Stored dataset items:
┌──

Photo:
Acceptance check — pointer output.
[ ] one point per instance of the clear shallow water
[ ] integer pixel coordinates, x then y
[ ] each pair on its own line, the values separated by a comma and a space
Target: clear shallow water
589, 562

└──
┌──

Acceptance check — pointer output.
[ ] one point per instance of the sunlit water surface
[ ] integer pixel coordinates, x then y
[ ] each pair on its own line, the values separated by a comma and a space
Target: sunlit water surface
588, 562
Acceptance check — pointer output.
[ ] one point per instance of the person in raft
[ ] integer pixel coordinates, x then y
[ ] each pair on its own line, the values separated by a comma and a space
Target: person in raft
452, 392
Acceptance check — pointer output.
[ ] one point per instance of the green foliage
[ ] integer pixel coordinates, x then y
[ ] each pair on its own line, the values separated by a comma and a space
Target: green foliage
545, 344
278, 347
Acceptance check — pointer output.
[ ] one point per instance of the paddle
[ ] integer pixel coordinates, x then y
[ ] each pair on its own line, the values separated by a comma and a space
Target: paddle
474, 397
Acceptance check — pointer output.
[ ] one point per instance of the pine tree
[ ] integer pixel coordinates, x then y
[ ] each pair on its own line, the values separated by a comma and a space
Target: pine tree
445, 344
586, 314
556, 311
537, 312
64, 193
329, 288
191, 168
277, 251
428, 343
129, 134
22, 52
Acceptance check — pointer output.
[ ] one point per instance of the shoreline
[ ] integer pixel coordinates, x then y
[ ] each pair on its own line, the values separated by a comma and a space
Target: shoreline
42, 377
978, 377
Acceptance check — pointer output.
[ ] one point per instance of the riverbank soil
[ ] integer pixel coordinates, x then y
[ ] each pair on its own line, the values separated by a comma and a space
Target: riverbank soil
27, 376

└──

* GOAL OF THE EXERCISE: List every line in the items above that contains the word "Target", matching case exactly.

* OUTPUT OF THE TASK:
Target: clear shallow water
Target: sunlit water surface
Target: person in raft
Target: green foliage
Target: paddle
Target: pine tree
Target: shoreline
Target: riverbank soil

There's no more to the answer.